● Listed entries

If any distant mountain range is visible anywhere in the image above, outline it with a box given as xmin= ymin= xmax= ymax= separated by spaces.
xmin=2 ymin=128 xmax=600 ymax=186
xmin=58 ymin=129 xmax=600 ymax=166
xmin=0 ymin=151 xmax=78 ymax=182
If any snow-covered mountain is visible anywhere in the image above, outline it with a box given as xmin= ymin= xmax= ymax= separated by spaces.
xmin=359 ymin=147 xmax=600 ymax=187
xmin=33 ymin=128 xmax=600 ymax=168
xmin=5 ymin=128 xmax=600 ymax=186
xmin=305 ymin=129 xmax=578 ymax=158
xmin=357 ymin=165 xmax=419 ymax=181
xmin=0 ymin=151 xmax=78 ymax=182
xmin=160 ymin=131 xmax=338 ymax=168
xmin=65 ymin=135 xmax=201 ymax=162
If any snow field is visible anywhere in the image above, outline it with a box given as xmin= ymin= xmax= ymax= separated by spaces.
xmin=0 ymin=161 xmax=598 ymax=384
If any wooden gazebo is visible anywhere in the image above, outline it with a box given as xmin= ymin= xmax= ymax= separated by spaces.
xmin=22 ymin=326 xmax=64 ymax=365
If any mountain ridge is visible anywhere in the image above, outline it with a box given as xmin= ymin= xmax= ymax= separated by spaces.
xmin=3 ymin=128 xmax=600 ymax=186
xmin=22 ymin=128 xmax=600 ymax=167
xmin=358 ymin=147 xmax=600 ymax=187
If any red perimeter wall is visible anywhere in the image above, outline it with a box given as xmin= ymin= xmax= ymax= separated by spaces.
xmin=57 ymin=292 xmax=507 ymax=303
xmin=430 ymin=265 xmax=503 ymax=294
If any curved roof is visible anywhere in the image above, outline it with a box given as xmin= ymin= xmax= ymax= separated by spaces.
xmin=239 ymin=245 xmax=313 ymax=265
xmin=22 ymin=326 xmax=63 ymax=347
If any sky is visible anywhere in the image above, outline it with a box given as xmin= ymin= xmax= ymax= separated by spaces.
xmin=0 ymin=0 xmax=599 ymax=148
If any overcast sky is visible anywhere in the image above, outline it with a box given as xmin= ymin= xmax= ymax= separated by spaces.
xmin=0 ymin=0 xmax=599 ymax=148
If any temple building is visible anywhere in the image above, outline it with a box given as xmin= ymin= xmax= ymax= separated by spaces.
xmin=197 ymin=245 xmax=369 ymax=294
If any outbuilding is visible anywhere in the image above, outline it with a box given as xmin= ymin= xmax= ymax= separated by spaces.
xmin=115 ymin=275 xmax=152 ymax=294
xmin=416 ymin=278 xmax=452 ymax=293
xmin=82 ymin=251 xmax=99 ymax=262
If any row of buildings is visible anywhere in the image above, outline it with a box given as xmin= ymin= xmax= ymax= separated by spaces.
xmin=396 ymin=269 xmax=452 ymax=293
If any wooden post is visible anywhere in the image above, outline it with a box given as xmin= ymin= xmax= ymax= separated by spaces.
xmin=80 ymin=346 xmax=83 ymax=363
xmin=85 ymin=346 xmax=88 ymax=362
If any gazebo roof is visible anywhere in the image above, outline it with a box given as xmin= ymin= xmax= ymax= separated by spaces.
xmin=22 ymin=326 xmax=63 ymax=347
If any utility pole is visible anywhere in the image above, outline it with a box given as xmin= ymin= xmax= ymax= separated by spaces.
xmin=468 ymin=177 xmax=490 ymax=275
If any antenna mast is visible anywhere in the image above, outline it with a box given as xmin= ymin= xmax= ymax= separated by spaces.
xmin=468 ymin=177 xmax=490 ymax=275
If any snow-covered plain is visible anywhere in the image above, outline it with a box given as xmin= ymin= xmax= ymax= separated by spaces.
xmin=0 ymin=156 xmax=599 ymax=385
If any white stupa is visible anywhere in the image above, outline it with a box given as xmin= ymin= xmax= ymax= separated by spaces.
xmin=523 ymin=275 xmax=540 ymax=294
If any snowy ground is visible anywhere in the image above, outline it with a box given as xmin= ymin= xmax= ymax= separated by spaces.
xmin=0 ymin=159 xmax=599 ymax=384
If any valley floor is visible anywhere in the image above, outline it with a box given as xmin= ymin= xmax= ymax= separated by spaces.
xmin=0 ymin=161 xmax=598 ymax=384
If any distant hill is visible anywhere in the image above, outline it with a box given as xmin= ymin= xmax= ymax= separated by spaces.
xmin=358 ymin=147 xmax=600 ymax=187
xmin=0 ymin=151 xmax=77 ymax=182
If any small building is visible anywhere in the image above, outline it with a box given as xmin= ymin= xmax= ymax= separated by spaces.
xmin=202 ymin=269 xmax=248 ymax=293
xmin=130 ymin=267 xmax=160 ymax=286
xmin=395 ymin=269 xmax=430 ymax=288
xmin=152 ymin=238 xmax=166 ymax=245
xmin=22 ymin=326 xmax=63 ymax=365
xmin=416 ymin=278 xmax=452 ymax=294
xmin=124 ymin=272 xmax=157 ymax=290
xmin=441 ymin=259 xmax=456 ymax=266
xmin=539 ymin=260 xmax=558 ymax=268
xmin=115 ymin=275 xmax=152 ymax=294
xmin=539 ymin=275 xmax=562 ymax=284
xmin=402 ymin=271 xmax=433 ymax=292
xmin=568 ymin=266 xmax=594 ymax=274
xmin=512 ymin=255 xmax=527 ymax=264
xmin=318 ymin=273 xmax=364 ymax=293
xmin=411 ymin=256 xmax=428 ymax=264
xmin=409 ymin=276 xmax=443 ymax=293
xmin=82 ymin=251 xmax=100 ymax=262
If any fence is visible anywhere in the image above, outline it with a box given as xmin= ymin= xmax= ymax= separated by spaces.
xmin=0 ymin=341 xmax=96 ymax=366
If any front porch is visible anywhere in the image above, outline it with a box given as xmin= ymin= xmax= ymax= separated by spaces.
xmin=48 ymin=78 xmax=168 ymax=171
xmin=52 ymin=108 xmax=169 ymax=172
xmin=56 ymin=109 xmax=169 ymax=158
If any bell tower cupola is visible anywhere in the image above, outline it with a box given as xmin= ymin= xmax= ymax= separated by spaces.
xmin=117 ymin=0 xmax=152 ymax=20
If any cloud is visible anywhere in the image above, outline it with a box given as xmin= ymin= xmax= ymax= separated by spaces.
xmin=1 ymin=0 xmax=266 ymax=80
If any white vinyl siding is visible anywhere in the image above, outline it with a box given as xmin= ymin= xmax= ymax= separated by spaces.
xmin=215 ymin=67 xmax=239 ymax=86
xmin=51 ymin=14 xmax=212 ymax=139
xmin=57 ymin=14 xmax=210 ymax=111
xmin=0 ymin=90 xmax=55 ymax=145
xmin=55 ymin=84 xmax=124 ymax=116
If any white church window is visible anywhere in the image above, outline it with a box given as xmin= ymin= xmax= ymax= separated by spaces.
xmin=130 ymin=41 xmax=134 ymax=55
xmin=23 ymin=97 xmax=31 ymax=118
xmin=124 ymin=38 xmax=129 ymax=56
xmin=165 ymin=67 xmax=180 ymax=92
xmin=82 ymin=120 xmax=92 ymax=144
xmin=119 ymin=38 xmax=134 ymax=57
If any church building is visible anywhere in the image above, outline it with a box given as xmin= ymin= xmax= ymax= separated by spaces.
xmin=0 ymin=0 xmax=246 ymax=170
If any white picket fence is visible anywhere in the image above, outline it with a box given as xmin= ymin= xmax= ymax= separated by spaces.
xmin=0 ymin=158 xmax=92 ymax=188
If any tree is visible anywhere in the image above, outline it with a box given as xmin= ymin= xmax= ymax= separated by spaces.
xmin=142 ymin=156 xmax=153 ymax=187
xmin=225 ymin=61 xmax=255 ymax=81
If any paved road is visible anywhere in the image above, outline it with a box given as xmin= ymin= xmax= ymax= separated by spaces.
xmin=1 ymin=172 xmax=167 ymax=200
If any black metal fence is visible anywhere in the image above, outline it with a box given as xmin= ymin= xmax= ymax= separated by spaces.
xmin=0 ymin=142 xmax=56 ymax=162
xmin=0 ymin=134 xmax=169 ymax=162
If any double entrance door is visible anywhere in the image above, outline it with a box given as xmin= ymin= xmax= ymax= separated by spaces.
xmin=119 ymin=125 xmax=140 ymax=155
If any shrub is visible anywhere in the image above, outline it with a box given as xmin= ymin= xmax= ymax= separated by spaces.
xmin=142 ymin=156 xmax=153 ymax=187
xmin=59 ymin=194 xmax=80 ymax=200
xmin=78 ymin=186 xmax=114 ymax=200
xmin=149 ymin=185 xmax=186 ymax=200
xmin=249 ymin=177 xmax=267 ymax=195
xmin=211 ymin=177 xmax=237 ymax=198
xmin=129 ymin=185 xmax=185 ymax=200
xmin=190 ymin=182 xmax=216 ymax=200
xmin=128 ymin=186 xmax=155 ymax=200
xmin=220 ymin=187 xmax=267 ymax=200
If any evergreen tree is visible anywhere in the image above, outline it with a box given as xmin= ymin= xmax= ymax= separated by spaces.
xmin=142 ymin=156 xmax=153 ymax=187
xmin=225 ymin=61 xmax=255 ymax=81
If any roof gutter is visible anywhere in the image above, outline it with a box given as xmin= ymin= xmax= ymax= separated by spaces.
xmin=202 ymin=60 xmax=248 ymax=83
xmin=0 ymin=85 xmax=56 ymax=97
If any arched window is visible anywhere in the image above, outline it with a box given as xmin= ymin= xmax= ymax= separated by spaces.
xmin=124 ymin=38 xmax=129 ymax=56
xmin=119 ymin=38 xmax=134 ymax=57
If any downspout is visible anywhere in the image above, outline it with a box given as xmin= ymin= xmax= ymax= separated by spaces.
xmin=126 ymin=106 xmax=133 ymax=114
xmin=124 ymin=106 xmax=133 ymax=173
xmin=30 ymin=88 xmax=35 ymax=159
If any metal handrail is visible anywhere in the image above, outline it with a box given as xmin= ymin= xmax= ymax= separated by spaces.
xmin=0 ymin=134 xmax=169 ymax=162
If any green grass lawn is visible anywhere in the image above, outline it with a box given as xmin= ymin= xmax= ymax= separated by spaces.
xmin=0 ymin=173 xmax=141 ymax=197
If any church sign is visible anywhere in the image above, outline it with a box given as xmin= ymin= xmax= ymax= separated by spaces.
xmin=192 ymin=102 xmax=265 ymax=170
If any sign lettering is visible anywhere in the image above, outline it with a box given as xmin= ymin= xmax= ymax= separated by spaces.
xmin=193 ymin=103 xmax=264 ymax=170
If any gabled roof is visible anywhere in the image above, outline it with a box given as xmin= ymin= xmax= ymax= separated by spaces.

● Work request
Please provide an exact transcription of each line from the one holding "If any metal" through the final line of the data above.

● Answer to this exercise
If any metal handrail is visible anywhere in the image above, outline it with a box given as xmin= ymin= xmax= ymax= separated by spaces.
xmin=0 ymin=134 xmax=169 ymax=162
If any green grass lawn is visible anywhere in the image above, outline it with a box given as xmin= ymin= xmax= ymax= separated by spaces.
xmin=0 ymin=173 xmax=141 ymax=197
If any church sign is visible anywhere in the image above, outline it with a box given as xmin= ymin= xmax= ymax= separated by spaces.
xmin=192 ymin=102 xmax=265 ymax=170
If any sign lettering is visible anywhere in the image above, outline it with a box given as xmin= ymin= xmax= ymax= separated by spaces.
xmin=193 ymin=103 xmax=264 ymax=170
If any gabled roof is visible anywhere in the image above, outline it with a box given as xmin= ymin= xmax= ymax= separated by spaces.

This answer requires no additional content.